* **EXTRAIT CITÉ**:
- - -

Le fameux rapport de la Cour des comptes, publié en octobre 2010, sur la situation fiscale des entreprises au regard des niches fiscales et sociales dont elles bénéficient, a sans doute motivé la proposition de loi dont nous débattons. Mais il a surtout confirmé ce que nous n’avions cessé de dénoncer depuis plusieurs années, notamment au cours des discussions budgétaires.

Ainsi, le Conseil des prélèvements obligatoires, émanation de la Cour des comptes et rédacteur de ce rapport, soulignait la profusion de dispositifs d’un coût parfois élevé et d’une efficacité douteuse. Le crédit d’impôt recherche est l’un des dispositifs auxquels on pense immédiatement, monsieur le ministre, monsieur le rapporteur, alors même que vous venez d’en vanter les mérites, mais je reviendrai sur ce point. Surtout, ce rapport mettait en évidence les sommes considérables mobilisées par les effets d’éviction sur l’assiette de l’impôt et les dispositifs dérogatoires.

Pour les exercices 2010 et 2011, nous sommes tout de même parvenus, mes chers collègues, à une situation où l’impôt sur les sociétés représente au mieux de 30 % à 35 % de ce qu’il devrait rapporter !

Question : qui paie un tel déficit de recettes, supérieur à 100 milliards d’euros ? Réponse : les autres, tout simplement !

En d’autres termes, cela justifie – je réponds ainsi aux précédents propos de M. le ministre – qu’on bride la dépense publique, qu’on supprime des emplois publics, qu’on maintienne le taux normal de la taxe sur la valeur ajoutée à 19, 6 %, et j’en passe...

Pour aller à l’essentiel, je rappelle que, depuis 1985, à la suite du lancement du processus d’allégement de la contribution des entreprises aux budgets publics, de la mise en œuvre d’une politique d’allégement de la taxe professionnelle et de développement des exonérations de cotisations sociales, nous avons privé les budgets de l’État, des collectivités locales et de la sécurité sociale de centaines de milliards d’euros.

De 1985 à 2007, et cela n’a pas dû s’arranger depuis, bien au contraire, entre baisse du taux de l’impôt sur les sociétés, remise en cause de la taxe professionnelle et allégements de cotisations sociales, ce sont plus de 500 milliards d’euros de recettes qui ont été purement et simplement perdus ! Sans compter l’impact des mesures affectant l’assiette de l’impôt sur les sociétés et les coûts de trésorerie courante que ces mesures ont impliqués pour l’État.

Dénoncer l’effet « boule de neige » de la dette publique, faute d’atteindre l’excédent budgétaire primaire, devrait nous faire réfléchir au bien-fondé de ces abandons de recettes. Je n’ai pas le temps d’approfondir ce sujet maintenant, mais nous y reviendrons.

- - -

* **TÂCHES À RÉALISER**:
1: Recopiez à l'identique le passage de l'intervention sur les niches fiscales des entreprises compris entre « Pour les exercices » et « autres, tout simplement ! », ces deux bornes incluses.
2: Rédigez la suite de l'intervention sur les niches fiscales des entreprises en repartant juste après sa dernière phrase.

- - -

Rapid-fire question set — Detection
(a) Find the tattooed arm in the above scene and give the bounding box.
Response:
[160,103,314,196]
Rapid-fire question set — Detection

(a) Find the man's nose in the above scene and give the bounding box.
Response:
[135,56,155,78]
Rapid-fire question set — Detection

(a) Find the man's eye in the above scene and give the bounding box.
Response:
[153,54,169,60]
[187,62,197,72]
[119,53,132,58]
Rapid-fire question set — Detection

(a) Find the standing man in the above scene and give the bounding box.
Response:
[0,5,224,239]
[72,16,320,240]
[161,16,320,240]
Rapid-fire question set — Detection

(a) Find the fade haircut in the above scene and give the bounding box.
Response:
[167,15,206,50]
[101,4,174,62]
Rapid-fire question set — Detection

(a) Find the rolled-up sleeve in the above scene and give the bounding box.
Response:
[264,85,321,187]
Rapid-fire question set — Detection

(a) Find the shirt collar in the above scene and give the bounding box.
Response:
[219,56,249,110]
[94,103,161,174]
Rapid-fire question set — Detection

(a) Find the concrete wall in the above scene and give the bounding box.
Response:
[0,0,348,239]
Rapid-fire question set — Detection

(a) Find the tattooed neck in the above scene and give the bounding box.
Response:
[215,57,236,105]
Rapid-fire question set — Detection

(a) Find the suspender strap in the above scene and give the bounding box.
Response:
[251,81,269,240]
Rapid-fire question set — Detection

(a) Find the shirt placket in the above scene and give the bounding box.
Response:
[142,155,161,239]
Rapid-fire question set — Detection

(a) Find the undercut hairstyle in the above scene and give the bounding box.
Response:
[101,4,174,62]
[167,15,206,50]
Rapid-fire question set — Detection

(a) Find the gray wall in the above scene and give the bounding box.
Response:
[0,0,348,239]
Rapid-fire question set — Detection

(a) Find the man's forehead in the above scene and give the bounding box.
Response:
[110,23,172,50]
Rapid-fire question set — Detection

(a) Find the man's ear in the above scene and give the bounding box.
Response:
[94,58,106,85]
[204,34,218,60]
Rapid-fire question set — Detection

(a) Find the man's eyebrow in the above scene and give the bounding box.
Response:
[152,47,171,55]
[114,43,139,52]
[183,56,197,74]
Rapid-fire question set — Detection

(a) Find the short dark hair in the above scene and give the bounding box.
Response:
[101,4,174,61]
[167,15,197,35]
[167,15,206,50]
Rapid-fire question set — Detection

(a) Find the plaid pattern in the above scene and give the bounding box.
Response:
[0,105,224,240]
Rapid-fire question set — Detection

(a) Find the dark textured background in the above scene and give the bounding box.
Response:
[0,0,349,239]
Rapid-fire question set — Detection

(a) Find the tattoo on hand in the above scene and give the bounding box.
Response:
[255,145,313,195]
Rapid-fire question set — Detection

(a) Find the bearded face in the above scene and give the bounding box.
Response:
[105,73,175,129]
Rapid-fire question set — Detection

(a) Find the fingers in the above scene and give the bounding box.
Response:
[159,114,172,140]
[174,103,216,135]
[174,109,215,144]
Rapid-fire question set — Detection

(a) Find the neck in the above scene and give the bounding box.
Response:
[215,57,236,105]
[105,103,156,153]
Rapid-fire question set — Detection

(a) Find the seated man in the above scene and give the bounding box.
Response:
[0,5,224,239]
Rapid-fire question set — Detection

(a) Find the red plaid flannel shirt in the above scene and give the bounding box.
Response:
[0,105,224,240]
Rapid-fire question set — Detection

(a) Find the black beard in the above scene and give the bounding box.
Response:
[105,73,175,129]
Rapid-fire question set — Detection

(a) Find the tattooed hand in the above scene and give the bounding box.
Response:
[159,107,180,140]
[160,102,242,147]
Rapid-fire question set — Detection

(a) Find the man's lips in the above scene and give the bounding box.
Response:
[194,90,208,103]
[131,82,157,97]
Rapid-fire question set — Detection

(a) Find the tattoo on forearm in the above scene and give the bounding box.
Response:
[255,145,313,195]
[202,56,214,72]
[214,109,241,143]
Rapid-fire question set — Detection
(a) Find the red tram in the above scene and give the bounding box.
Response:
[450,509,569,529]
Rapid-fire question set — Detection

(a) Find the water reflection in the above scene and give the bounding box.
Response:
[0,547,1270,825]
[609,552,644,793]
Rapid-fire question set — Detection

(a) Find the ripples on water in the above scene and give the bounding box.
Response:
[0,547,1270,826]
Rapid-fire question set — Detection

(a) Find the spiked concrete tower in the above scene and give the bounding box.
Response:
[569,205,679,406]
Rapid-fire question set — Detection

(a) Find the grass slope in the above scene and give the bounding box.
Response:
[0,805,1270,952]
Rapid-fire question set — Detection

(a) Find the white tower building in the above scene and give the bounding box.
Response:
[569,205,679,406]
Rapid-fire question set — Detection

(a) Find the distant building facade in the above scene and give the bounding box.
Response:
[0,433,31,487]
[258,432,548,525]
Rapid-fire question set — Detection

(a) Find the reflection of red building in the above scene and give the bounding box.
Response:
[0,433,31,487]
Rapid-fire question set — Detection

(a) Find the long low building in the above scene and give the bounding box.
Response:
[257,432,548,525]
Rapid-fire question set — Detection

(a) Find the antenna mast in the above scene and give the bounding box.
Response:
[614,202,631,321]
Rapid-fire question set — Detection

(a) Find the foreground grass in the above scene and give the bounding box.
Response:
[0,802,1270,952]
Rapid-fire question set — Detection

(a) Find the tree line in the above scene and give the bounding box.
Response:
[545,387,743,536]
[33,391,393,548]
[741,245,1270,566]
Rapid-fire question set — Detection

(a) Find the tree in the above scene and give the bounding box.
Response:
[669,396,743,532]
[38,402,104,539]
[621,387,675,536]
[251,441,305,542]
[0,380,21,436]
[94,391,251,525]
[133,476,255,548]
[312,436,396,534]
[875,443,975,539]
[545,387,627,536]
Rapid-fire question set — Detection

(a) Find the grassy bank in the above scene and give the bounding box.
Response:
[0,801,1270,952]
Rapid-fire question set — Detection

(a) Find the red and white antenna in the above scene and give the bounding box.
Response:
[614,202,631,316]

- - -

* **RÉPONSES PAR TÂCHE**:
1:
Pour les exercices 2010 et 2011, nous sommes tout de même parvenus, mes chers collègues, à une situation où l’impôt sur les sociétés représente au mieux de 30 % à 35 % de ce qu’il devrait rapporter !

Question : qui paie un tel déficit de recettes, supérieur à 100 milliards d’euros ? Réponse : les autres, tout simplement !

2:
D’ailleurs, monsieur le ministre, après ce que vous venez de dire, examinons la question telle qu’elle se pose réellement : dans le cadre d’une politique économique et industrielle comme celle que nous avons pu voir mener depuis une trentaine d’années, ces efforts ont-ils conduit notre pays sur la voie de la croissance et du plein emploi ? Non !

Vu qu’une bonne partie des groupes industriels nationaux privatisés depuis 1986 ont connu quelques mésaventures – que reste-t-il de Pechiney Ugine Kuhlmann, qui était l’un des leaders de l’aluminium en 1981, lors de sa nationalisation ? –, que l’emploi industriel ne cesse d’être victime, dans notre pays, de la recherche continue de la rentabilité maximale, que nous avons un fort volant de main-d’œuvre privée d’emploi et un volume aussi considérable de salariés noyés dans la précarité, force est de constater que cette fuite en avant vers la réduction des impôts dus par les entreprises n’a pas été nécessairement positive pour notre économie, pour nos emplois, pour la population de notre pays dans son ensemble.

À l’écoute de votre discours, monsieur le ministre, on comprend que vous vouliez persister dans la même voie.

Pourtant, les inégalités de revenus continuent à se creuser, comme le souligne ce matin le journal Les Échos. C’est toujours la même rengaine : « après la crise, il importe, dites-vous, de favoriser l’investissement, de créer plus de richesses ». Mais pour qui est cette richesse ? Il suffit de regarder les sociétés du CAC 40 !

La richesse, monsieur le ministre, elle est pour Mme Bettencourt, qui économise 36 millions d'euros grâce au bouclier fiscal et qui, demain, grâce à vos propositions, verra ses impôts encore réduits.

La richesse, elle est pour ceux qui vont pouvoir échapper à l’impôt sur la fortune grâce à un relèvement du seuil d’exigibilité de 830 000 euros à 1, 3 million d'euros, mesure qui favorisera ainsi 300 000 contribuables déjà privilégiés.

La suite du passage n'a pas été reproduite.